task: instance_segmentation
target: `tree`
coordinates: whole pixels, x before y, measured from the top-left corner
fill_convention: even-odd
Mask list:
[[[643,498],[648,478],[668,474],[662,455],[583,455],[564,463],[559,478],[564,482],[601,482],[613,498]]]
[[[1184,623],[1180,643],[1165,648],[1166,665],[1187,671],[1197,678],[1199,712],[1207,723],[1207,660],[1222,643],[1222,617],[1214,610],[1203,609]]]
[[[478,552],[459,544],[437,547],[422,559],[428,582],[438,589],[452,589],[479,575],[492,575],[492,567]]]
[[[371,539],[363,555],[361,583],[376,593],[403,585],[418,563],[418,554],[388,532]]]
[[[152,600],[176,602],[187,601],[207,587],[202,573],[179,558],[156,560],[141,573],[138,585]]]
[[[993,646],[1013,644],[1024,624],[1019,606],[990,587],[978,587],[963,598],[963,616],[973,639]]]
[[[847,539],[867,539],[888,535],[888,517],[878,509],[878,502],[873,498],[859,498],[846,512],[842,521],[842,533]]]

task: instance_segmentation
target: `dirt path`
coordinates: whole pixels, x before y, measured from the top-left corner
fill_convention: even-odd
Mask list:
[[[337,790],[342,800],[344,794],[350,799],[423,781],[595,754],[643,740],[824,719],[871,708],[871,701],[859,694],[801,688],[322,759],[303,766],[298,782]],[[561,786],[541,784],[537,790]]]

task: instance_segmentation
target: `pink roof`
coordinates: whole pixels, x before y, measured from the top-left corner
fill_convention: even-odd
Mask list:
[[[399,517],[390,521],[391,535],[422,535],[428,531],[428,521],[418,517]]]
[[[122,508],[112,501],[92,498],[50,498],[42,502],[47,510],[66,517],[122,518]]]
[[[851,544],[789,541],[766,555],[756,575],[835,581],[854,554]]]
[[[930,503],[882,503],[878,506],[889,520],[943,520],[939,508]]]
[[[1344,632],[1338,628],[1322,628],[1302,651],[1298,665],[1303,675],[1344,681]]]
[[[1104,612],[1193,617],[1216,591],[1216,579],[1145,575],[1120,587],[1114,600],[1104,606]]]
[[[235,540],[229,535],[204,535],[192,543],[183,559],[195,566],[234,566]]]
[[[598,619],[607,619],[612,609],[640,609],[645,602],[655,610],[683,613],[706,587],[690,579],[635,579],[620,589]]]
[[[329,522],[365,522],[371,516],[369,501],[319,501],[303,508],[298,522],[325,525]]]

———

Please pick out and copy every line of the listing above that contains the string "target".

▸ Output for this exercise:
target: `tree`
target: `dirt path`
target: `pink roof`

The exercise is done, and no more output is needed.